Stored data entries:
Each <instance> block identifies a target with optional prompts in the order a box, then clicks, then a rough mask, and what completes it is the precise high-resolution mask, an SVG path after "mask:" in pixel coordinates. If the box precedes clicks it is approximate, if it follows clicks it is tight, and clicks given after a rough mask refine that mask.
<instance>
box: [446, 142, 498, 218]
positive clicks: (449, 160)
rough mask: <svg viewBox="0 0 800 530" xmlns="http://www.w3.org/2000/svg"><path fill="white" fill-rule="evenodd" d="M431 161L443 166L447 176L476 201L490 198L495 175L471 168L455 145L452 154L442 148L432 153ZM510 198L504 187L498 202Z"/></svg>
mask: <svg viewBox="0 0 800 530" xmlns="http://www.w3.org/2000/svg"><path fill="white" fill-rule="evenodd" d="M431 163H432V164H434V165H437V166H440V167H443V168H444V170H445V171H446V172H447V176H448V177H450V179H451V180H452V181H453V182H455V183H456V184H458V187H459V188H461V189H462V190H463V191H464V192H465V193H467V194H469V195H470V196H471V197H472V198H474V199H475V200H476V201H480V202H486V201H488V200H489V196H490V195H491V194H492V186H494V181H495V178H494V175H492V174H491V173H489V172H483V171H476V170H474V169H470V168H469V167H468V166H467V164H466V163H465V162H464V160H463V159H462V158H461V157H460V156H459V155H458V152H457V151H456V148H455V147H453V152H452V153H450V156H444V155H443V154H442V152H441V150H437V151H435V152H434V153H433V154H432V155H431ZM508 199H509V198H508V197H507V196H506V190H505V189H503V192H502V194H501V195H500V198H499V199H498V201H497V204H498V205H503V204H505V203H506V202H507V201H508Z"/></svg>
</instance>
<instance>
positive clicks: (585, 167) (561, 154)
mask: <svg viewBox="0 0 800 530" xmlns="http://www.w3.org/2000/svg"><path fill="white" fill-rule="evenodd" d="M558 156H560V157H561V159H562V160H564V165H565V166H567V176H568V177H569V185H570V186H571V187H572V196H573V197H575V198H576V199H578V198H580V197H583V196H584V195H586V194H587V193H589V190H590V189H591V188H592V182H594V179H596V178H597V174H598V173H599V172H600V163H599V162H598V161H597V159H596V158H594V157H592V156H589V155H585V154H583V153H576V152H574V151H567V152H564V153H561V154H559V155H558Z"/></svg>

**TASK ITEM**
Look through the records above for the word "instance". Report how many lines contain it, as a bare number.

**RESULT FOR THIS TASK**
4